Task to complete
Starting at the first line of the data and ending at the line with "pixel 493 300", copy each line exactly. Include both of those lines, but no pictures.
(Beginning of The data)
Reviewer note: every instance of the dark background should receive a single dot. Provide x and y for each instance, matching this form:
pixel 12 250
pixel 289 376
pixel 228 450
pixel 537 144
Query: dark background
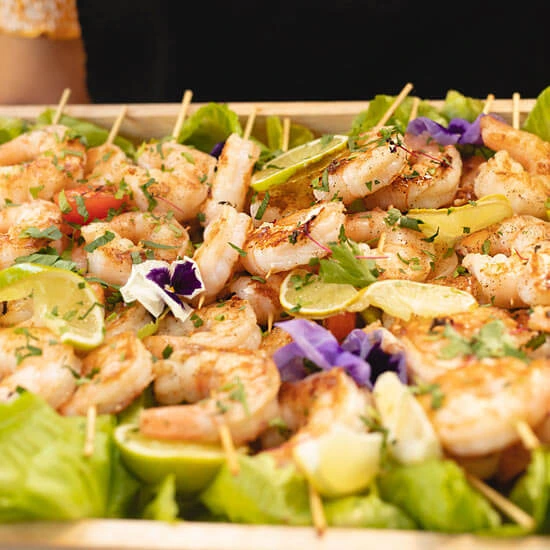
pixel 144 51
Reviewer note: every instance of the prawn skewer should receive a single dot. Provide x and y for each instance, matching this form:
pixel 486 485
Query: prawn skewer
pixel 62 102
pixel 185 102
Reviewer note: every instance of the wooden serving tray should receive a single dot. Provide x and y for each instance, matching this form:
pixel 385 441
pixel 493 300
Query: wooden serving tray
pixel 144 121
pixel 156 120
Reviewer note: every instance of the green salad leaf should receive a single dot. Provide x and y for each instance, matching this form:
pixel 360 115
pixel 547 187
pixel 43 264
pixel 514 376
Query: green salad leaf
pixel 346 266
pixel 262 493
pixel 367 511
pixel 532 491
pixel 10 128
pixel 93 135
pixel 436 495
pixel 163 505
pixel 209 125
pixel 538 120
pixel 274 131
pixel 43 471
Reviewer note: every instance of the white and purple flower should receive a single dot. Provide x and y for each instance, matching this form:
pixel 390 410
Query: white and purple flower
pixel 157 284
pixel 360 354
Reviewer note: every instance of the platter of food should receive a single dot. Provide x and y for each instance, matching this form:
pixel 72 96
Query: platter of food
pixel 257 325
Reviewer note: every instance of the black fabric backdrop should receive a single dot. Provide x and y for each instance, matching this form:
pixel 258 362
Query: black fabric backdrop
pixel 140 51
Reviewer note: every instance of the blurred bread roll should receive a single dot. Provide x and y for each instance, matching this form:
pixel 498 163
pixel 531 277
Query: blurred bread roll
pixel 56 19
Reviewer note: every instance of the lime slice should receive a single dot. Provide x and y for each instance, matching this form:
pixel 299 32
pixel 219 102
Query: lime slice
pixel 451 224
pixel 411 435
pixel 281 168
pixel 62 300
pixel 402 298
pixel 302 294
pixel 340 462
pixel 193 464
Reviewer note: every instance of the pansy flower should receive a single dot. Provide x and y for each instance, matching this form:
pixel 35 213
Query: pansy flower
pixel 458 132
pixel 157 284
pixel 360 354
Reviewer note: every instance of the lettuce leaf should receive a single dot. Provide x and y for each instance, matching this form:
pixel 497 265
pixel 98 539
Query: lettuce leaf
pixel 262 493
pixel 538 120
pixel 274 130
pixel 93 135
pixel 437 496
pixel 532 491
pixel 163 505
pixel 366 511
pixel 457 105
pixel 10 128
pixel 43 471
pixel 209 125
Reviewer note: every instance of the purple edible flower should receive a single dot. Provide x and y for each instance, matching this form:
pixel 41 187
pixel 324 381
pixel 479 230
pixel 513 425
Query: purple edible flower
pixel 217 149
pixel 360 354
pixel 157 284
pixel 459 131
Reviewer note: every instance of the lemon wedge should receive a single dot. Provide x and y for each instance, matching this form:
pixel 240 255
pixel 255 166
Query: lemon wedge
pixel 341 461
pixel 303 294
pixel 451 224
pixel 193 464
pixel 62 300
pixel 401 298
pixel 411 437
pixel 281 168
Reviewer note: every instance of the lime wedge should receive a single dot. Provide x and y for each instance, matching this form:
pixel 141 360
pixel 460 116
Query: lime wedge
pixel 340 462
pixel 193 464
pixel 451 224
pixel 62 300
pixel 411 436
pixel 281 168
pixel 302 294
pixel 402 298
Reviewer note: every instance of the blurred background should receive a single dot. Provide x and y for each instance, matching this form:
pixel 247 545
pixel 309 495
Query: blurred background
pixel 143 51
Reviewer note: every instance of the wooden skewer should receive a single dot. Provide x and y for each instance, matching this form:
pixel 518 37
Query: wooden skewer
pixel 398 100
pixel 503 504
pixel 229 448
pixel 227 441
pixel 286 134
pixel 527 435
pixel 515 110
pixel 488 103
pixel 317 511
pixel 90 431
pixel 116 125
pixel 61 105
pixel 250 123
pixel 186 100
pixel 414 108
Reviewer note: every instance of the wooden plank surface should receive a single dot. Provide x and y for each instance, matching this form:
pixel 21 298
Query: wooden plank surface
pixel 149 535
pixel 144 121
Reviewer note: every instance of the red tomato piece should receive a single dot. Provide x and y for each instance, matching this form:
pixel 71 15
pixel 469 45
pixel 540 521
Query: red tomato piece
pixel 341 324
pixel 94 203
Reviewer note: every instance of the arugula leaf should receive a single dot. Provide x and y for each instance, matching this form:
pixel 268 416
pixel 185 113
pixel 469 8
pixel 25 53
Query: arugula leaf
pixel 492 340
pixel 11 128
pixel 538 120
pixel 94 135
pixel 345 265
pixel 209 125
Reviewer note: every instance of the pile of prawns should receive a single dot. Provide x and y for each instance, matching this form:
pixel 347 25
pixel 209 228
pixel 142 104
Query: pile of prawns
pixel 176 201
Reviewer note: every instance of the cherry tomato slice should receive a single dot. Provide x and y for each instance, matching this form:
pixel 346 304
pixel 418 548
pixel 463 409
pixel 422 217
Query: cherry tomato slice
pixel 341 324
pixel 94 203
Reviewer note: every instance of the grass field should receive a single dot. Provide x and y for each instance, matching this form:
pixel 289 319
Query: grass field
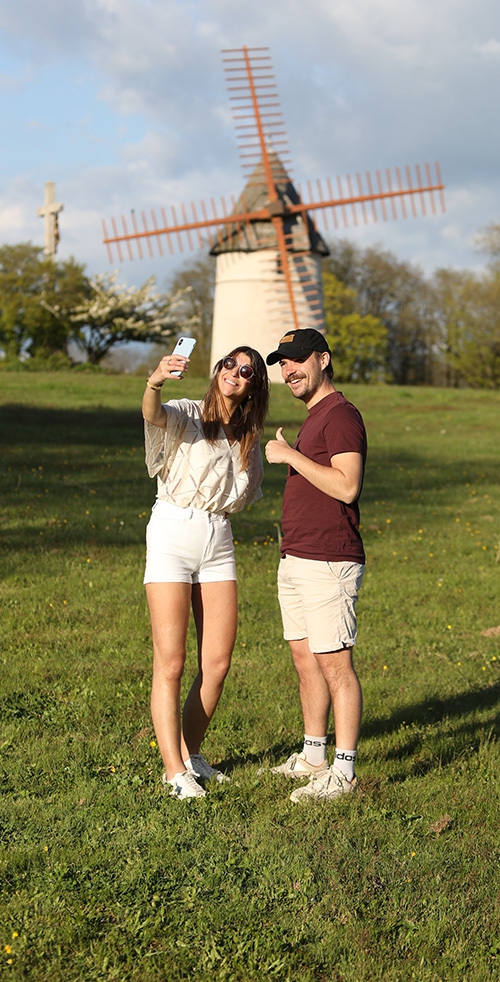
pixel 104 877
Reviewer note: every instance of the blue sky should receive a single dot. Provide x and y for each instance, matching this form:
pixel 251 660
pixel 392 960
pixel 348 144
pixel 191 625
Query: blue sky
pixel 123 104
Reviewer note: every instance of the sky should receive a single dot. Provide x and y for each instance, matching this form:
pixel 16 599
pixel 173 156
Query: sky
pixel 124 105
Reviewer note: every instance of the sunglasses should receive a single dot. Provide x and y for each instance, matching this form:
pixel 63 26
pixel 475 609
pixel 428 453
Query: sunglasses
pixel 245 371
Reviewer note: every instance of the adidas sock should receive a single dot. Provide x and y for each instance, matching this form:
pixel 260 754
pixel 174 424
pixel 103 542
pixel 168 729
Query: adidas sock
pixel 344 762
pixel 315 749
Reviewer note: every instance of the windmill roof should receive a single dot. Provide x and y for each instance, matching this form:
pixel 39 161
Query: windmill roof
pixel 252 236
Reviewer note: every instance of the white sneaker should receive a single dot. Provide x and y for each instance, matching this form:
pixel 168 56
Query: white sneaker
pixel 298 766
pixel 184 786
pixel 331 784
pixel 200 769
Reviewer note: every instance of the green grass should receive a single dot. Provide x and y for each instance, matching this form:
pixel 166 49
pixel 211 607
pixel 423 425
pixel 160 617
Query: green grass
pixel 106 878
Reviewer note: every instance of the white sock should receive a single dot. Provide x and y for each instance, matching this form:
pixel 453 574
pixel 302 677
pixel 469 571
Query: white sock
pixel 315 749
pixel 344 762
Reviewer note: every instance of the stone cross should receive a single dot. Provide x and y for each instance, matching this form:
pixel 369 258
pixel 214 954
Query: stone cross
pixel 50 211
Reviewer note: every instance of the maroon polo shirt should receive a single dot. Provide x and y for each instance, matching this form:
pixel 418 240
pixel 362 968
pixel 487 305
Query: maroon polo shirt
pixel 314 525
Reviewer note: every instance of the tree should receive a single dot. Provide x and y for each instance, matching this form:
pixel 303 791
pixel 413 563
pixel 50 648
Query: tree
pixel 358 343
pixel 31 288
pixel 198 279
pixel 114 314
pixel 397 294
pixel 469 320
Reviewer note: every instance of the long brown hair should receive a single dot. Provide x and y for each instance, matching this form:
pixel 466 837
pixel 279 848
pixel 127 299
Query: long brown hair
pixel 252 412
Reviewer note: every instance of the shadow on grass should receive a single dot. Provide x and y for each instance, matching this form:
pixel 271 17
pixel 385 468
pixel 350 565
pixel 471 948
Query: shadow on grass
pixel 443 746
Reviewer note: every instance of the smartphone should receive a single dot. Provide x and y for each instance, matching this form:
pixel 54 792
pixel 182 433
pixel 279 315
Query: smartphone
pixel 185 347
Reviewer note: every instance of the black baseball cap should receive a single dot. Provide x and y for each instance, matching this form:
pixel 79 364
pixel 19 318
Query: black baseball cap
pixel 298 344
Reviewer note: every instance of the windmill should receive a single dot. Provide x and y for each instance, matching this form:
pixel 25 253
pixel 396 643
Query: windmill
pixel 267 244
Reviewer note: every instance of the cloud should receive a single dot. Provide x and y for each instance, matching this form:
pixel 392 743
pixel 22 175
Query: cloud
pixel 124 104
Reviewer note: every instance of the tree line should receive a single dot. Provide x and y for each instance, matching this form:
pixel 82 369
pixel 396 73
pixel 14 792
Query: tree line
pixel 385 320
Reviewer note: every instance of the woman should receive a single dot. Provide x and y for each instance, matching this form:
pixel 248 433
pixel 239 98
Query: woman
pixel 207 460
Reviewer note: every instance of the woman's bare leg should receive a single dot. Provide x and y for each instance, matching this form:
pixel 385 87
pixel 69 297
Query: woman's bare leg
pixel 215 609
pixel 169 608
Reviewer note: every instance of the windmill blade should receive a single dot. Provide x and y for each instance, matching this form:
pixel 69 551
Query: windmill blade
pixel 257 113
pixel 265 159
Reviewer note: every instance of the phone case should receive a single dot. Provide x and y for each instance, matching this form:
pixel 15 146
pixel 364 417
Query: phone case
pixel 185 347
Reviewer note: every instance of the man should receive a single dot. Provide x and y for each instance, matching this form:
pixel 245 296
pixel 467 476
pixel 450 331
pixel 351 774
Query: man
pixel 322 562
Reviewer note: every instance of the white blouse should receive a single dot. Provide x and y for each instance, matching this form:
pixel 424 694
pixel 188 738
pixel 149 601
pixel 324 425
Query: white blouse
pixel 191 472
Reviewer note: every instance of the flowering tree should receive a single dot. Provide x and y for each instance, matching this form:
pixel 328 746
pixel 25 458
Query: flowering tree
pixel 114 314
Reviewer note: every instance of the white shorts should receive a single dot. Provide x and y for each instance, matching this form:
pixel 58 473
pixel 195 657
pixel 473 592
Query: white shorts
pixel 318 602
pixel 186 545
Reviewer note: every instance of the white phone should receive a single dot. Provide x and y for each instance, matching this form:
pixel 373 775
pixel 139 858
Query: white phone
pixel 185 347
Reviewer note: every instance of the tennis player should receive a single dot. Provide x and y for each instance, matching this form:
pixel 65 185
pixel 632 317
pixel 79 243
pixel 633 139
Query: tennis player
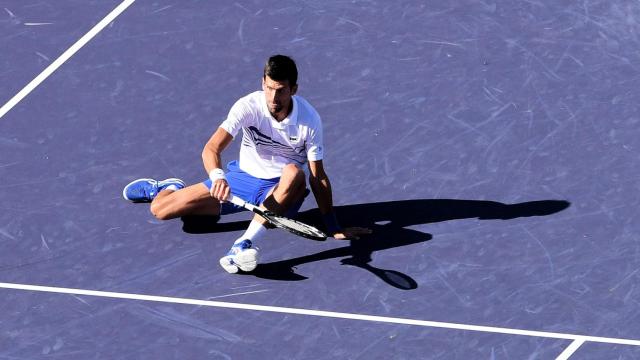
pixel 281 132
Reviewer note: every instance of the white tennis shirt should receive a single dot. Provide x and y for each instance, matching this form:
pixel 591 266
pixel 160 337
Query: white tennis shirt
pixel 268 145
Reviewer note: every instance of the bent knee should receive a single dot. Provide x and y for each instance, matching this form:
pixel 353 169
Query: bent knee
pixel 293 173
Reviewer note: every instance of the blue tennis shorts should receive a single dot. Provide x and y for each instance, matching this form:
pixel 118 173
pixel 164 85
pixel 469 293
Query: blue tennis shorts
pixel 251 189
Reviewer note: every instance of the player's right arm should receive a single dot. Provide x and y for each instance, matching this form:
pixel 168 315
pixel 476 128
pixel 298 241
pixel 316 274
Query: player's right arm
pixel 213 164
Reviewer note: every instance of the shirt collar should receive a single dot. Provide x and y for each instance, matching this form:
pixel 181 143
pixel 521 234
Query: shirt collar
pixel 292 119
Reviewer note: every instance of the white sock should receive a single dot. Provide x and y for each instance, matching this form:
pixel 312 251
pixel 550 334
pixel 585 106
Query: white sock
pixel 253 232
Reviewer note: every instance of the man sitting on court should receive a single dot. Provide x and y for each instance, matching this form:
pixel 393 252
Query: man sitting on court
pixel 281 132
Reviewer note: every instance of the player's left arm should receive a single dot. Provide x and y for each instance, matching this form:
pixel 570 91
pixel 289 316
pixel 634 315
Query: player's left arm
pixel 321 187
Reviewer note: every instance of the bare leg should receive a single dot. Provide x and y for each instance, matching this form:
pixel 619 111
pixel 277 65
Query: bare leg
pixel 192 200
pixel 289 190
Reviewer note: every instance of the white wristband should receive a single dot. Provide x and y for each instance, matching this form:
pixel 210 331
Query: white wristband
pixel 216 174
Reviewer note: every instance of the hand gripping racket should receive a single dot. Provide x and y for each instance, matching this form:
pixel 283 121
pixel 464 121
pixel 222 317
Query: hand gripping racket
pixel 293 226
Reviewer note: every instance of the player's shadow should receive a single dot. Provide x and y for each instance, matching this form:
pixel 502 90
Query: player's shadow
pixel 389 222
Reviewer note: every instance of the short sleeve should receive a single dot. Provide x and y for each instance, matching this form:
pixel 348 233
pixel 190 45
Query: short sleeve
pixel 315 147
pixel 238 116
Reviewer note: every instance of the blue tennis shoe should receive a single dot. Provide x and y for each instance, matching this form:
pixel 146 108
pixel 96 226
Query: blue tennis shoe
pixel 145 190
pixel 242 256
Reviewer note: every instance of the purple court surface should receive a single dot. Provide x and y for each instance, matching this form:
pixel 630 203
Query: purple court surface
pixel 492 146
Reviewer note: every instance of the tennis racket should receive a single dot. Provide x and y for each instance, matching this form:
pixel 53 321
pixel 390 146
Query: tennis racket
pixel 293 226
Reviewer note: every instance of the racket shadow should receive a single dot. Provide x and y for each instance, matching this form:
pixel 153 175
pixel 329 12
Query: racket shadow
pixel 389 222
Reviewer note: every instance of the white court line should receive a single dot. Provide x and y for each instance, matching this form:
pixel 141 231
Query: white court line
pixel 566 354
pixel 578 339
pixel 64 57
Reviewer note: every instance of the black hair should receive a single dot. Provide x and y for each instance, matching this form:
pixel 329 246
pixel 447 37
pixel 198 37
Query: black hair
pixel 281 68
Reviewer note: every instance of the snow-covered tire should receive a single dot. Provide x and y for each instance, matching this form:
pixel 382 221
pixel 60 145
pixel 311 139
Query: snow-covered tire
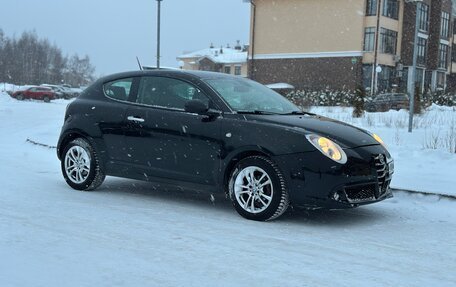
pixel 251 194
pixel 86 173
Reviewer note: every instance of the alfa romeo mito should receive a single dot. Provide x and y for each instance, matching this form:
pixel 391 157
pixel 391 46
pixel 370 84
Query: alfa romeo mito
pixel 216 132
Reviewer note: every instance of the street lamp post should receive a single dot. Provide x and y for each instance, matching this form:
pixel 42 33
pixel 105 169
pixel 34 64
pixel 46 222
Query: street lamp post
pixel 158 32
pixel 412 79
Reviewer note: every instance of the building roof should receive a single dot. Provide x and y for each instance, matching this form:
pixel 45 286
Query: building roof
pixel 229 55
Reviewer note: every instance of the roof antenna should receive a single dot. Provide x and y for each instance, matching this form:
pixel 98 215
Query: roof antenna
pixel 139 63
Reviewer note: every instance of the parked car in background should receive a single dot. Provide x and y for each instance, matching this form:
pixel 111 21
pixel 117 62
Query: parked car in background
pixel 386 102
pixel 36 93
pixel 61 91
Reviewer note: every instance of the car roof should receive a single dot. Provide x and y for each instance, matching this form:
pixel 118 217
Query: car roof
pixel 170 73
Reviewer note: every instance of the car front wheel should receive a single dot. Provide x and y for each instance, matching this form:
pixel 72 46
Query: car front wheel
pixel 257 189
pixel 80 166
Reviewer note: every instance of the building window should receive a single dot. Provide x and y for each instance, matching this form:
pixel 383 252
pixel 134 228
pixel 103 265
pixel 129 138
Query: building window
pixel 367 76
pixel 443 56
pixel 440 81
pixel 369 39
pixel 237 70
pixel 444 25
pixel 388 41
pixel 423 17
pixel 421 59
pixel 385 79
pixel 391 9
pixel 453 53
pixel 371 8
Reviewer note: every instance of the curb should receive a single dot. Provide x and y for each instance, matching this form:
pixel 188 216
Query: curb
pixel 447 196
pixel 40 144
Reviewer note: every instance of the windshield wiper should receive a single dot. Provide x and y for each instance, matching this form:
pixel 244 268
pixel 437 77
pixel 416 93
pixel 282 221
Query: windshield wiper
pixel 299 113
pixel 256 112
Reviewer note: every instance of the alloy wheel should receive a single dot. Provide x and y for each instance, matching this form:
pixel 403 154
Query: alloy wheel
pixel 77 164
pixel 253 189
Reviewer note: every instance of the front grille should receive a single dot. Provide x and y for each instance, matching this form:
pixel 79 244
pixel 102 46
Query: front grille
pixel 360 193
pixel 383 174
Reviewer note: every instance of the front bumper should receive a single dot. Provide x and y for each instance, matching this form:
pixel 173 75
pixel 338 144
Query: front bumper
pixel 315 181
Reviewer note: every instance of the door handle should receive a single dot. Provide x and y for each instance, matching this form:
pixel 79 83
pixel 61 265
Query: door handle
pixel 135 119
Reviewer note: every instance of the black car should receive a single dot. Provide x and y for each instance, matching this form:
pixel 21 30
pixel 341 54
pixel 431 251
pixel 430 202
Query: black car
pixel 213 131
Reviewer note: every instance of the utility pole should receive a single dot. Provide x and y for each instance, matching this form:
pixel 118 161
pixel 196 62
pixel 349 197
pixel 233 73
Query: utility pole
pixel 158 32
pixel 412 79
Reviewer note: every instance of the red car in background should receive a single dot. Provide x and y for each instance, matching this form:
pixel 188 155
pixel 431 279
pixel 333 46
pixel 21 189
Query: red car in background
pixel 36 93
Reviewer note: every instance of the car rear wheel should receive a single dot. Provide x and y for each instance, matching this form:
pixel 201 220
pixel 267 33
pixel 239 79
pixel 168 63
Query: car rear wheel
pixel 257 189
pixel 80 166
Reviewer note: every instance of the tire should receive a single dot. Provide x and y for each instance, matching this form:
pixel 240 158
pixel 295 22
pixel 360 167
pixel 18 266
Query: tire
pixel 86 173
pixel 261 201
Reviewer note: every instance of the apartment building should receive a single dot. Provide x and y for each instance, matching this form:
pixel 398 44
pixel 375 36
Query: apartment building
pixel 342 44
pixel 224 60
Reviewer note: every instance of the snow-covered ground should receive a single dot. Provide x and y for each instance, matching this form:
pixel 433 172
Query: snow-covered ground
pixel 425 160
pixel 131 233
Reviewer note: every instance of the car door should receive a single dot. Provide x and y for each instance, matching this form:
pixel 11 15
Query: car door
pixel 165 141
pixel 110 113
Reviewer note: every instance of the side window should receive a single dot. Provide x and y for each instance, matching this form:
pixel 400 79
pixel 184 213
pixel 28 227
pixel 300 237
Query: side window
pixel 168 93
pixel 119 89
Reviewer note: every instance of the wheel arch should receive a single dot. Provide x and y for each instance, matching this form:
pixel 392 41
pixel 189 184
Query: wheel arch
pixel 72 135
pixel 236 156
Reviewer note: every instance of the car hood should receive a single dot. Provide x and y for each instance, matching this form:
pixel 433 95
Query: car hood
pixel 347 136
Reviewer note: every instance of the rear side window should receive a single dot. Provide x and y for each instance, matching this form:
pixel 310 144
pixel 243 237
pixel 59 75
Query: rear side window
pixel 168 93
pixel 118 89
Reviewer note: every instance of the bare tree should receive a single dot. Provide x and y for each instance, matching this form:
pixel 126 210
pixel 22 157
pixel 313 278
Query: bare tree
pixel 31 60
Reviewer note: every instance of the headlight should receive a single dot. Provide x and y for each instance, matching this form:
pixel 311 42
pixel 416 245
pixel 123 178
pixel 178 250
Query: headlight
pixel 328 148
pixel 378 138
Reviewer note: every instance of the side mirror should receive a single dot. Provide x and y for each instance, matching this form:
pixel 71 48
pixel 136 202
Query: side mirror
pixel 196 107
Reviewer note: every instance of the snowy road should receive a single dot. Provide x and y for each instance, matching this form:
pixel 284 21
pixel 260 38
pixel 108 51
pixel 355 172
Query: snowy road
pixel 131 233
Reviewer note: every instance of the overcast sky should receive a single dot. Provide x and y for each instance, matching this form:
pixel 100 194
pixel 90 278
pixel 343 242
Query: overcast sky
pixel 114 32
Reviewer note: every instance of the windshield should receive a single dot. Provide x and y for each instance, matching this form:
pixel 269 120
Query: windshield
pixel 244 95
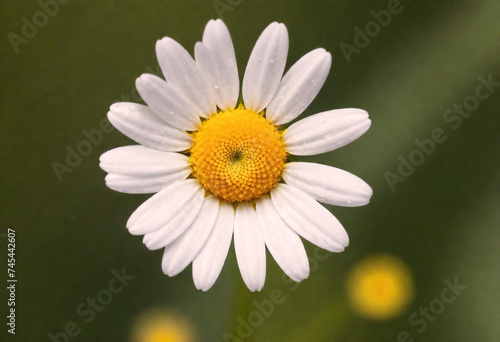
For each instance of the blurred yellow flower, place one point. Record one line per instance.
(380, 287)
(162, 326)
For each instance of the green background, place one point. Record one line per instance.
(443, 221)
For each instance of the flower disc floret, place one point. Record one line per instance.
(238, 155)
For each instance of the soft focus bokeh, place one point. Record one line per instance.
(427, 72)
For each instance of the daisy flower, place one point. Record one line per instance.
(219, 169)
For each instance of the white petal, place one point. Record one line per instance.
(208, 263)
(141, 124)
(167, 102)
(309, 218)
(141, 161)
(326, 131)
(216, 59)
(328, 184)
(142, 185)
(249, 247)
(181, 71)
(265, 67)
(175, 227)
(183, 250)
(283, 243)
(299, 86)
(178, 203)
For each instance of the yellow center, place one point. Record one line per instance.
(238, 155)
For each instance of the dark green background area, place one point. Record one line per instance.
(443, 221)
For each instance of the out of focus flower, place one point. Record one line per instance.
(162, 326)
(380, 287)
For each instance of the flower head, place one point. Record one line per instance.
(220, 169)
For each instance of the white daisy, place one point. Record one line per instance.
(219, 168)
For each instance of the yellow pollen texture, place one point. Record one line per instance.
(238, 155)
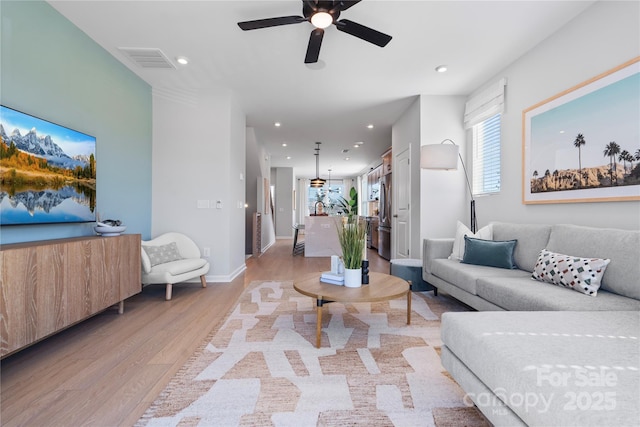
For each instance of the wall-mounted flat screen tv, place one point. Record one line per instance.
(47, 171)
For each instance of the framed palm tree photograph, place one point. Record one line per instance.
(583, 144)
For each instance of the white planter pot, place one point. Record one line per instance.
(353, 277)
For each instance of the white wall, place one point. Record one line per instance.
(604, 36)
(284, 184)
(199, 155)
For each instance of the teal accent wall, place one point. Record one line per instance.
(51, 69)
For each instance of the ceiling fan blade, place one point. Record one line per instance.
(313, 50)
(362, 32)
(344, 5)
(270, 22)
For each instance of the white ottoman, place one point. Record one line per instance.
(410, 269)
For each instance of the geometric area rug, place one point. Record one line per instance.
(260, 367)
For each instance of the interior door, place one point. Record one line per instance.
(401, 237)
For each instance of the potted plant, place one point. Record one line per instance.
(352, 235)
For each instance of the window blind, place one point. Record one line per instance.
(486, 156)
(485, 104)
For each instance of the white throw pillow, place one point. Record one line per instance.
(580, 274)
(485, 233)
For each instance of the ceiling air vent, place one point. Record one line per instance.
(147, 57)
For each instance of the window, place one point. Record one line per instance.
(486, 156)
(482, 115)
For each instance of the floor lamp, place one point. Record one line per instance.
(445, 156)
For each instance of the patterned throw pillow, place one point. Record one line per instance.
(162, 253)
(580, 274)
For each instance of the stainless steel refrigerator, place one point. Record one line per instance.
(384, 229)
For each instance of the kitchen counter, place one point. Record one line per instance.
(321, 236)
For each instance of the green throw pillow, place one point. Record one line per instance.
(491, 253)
(End of The data)
Your response
Reviewer note: every instance of the dark background should receive a single dot. Provide x and y for each instance, matching this form:
pixel 12 250
pixel 289 376
pixel 228 450
pixel 537 144
Query: dark background
pixel 144 51
Reviewer note: every instance of the prawn skewer should receive a single dot. Provide x and y for each instance, matching this form:
pixel 486 485
Query: prawn skewer
pixel 62 102
pixel 185 102
Reviewer note: every instance of the wooden serving tray should receive a single dot. Provide x and y for each instance, matching this form:
pixel 385 441
pixel 493 300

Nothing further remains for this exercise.